> [What the task requires]: Copy the lines below verbatim, beginning with the line that contains "escutcheon plate you can see." and continuing through the line that contains "escutcheon you can see.", including both.

> [Listed records]:
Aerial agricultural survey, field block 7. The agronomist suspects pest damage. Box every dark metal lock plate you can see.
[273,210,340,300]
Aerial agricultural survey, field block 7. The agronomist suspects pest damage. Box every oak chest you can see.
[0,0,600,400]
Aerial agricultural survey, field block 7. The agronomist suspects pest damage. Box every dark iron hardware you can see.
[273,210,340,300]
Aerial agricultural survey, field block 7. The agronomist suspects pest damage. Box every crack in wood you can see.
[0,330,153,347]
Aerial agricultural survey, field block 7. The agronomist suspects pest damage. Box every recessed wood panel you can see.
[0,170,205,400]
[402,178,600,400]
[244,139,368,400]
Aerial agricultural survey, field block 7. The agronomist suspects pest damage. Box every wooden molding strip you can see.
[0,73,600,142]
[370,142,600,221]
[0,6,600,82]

...

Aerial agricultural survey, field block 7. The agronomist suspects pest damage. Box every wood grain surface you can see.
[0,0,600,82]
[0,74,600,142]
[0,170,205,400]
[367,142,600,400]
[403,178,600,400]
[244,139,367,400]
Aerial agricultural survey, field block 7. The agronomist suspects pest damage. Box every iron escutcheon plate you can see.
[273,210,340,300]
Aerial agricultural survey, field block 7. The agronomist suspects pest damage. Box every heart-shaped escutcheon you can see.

* * *

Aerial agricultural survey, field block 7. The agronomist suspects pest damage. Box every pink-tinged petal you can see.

> [Solved exercise]:
Aerial agricultural survey, field block 7. The agronomist suspects pest damage. Box every iron escutcheon plate you can see.
[273,210,340,300]
Aerial agricultural survey, field block 7. The agronomist suspects pest damage. Box every heart-shaped escutcheon you can see.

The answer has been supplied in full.